_Objective:_ Pick out and copy every line of the records below that contains the string "blurred". Letter case counts when matching.

_Items:_
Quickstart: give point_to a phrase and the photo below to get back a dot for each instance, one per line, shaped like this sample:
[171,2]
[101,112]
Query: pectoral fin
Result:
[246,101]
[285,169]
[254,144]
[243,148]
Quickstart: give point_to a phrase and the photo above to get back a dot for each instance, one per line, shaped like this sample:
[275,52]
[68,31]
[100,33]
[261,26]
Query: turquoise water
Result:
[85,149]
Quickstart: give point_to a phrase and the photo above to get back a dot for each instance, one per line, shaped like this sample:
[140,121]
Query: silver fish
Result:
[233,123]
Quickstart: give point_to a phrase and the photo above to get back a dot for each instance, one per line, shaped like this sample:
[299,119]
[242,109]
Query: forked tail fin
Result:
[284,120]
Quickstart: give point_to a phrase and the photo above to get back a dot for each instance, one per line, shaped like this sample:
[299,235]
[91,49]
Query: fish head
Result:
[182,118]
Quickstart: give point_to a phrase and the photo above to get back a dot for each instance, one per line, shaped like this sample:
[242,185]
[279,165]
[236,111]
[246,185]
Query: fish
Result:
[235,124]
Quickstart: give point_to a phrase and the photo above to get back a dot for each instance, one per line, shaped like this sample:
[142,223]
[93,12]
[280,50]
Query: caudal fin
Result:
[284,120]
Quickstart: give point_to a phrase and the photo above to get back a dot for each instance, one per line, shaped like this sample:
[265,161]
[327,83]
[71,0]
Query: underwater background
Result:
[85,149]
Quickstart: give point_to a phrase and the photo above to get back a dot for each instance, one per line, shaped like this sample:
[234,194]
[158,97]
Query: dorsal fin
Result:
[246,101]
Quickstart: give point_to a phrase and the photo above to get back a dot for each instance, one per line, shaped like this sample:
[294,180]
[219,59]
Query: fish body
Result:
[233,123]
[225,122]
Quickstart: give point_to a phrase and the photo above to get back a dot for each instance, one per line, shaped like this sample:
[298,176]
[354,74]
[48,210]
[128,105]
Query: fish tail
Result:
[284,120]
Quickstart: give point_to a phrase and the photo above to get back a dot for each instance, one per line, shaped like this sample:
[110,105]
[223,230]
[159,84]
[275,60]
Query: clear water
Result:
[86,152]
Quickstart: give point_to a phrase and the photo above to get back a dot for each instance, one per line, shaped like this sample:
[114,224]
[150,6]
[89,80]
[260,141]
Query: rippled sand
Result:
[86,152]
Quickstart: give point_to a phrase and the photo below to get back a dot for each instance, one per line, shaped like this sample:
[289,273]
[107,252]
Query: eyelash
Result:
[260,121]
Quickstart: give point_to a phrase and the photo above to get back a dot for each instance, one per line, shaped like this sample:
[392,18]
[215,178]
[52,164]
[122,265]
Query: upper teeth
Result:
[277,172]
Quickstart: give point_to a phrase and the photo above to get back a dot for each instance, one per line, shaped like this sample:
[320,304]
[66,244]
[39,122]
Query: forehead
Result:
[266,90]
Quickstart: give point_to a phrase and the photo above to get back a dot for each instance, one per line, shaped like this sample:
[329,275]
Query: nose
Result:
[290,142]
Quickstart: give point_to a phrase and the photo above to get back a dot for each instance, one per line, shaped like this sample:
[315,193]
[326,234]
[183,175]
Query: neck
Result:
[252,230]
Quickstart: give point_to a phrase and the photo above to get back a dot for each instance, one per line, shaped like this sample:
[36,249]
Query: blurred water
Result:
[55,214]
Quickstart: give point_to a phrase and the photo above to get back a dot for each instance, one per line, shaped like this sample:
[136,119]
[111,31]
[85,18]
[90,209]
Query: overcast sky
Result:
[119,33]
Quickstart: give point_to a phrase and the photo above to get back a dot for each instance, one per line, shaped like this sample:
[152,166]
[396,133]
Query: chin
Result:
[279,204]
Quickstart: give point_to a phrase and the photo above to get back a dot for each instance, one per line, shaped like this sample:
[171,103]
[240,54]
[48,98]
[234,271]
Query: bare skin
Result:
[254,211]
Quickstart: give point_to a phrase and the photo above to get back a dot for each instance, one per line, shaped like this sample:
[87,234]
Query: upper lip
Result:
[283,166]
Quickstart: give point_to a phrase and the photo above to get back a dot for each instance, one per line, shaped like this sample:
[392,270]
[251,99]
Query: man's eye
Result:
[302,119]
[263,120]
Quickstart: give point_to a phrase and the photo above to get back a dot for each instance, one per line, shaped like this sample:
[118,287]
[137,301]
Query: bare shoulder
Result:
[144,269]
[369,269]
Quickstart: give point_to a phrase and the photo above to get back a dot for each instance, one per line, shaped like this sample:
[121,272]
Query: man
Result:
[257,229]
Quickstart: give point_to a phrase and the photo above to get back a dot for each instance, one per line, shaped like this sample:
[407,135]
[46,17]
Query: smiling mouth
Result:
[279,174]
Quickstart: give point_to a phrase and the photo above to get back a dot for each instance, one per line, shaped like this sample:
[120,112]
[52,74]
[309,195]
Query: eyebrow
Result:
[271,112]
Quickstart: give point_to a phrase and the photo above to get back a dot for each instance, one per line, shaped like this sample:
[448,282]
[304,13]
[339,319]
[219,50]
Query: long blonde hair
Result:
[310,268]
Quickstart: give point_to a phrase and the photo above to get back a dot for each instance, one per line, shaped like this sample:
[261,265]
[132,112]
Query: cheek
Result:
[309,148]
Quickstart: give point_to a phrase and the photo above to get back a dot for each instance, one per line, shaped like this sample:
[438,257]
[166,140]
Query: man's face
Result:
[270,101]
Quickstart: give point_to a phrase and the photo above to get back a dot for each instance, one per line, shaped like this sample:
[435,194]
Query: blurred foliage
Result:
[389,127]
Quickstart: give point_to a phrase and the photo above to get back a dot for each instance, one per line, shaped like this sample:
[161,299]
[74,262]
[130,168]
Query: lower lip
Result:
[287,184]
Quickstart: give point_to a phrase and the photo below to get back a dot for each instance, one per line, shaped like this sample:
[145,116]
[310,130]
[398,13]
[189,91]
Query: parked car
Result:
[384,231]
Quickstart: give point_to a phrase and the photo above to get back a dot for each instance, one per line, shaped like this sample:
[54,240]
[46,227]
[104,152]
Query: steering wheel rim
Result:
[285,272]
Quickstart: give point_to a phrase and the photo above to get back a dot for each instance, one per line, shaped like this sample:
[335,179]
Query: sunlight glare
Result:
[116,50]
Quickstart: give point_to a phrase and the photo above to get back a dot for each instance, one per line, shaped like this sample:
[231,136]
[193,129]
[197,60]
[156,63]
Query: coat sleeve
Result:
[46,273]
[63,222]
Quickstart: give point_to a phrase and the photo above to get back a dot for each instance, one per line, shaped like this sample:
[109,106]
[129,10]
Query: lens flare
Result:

_Solution:_
Query: blurred water
Query: blurred foliage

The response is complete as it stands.